-- Dataset excerpts start --

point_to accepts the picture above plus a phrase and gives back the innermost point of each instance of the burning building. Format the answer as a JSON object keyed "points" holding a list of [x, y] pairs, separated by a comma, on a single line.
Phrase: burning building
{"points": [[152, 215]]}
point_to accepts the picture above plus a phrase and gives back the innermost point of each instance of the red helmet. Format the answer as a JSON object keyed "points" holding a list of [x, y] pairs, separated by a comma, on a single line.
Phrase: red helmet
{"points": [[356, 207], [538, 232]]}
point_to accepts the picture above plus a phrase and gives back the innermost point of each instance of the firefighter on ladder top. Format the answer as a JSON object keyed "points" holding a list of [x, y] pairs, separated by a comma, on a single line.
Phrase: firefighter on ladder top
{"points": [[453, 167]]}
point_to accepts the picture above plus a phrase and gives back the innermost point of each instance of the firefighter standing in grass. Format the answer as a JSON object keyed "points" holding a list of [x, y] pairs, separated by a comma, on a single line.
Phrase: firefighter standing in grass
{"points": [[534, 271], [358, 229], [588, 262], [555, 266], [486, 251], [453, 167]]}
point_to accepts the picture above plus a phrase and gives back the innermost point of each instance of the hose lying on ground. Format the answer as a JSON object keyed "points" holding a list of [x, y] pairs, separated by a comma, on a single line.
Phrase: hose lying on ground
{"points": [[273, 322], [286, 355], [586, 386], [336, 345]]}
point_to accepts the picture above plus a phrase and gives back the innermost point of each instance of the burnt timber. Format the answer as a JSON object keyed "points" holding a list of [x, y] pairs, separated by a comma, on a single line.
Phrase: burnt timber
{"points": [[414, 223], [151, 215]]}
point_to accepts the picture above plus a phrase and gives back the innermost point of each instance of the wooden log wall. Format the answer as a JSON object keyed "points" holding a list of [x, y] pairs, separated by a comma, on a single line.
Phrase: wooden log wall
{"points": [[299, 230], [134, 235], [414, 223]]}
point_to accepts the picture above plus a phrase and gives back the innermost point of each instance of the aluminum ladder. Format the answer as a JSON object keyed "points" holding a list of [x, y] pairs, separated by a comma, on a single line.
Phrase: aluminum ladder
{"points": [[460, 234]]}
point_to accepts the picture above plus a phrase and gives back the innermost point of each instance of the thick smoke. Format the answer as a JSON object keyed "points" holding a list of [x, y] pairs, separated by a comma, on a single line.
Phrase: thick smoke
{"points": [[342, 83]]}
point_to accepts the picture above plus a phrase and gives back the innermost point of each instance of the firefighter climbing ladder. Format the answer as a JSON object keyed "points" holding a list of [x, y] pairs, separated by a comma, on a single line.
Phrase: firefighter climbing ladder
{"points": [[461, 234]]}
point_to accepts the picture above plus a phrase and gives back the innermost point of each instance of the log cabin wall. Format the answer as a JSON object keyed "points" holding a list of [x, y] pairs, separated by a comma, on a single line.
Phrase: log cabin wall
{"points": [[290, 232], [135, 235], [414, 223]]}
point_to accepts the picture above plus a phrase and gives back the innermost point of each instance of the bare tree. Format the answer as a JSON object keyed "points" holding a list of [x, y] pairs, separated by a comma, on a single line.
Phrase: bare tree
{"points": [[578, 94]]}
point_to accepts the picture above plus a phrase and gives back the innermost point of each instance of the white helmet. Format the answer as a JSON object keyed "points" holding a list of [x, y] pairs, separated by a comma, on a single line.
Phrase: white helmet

-- Dataset excerpts end --

Can you rewrite all the records above so that every "innermost point" becomes "central point", with nothing else changed?

§ Answer
point_to accepts the picture above plus a phrase and gives back the central point of each instance of the burning building. Format the answer as a JSON object keyed "points" holding a list of [x, y] pairs, separated by a comma, on a single line.
Phrase: burning building
{"points": [[152, 215]]}
point_to accepts the picture above plus a phrase and gives back the central point of each instance of the red helmet. Format the answer as a JSON object keyed "points" holding a list of [x, y] pairs, separated by a comma, on a single line.
Phrase: red helmet
{"points": [[356, 207], [538, 232]]}
point_to accepts the picture above plus a phrase and gives back the central point of each instance of the firefighter on ladder top. Format the answer as a JSON object keyed "points" holding a list of [x, y] pairs, separated by a comma, on a single line.
Phrase: firefighter on ladder top
{"points": [[453, 167]]}
point_to accepts the picture above plus a phrase and gives back the central point of each instance of the firefighter standing in grass. Format the answer as a JSON object keyed "points" holding a list of [x, y] pairs, separated by a comma, on a single line.
Phrase: firefighter standing in grass
{"points": [[534, 271], [358, 229], [588, 262], [555, 266], [486, 251], [453, 167]]}
point_to accepts the picture above plus a phrase and gives back the central point of each instance of the hose lying on ground. Format the answer as a JSON object keyed "points" holding a list of [x, y] pairs, separated by a comma, on a single line.
Phrase: hose lying on ground
{"points": [[273, 322], [286, 355], [586, 386], [336, 345]]}
point_to accepts the picture above plus a phrase and gives back the central point of each instance of the burnt timber. Format the answer as a JSON object keyed "points" holding a list of [x, y] pairs, separated by a comma, on a single line.
Phrase: burnt timber
{"points": [[414, 223], [151, 215]]}
point_to accepts the picture above plus a phrase and gives back the central point of each instance of the wooden log wall. Format the answer as a JSON object keyed "points" holding a list of [x, y] pairs, separated by a comma, on a single line.
Phrase: wooden log wall
{"points": [[299, 230], [134, 235], [414, 223]]}
point_to accepts the picture above plus a phrase and gives back the central point of each instance of the aluminum ladder. Format the answer as a JSON object keyed "points" holding a list of [x, y] pairs, separated by a comma, on a single line.
Phrase: aluminum ladder
{"points": [[460, 234]]}
point_to accepts the picture above plus a phrase and gives back the central point of each instance of the thick smoke. Format the answer as a JSON object keyed "points" holding a list of [x, y] pairs, separated by a comma, on a single line.
Phrase: thick smoke
{"points": [[342, 83]]}
point_to accepts the picture above plus a phrase and gives back the central point of each instance of the firefighter climbing ladder. Format the answer as a JSON object keyed "points" holding a list of [x, y] pairs, separated by a comma, on a single line.
Phrase: firefighter climbing ladder
{"points": [[461, 234]]}
point_to accepts the picture above plus a phrase and gives back the central point of each instance of the log cabin wall. Format the answer as a JSON object keyed "points" holding a list of [x, y] pairs, separated by a comma, on a single line.
Phrase: log cabin wall
{"points": [[290, 232], [135, 235], [414, 223]]}
point_to accepts the picture above plus a phrase and gives back the central point of each instance of the bare tree. Format the answer as a JSON object keyed "points" holding a list of [x, y] pairs, separated by a comma, on a single line.
Phrase: bare tree
{"points": [[578, 94]]}
point_to accepts the picture above plus a phrase and gives back the central point of each instance of the white helmet. Format the answer as a JSON object keyed "points" holding a list of [x, y] pairs, separated by a comma, on a single line.
Phrase: white helmet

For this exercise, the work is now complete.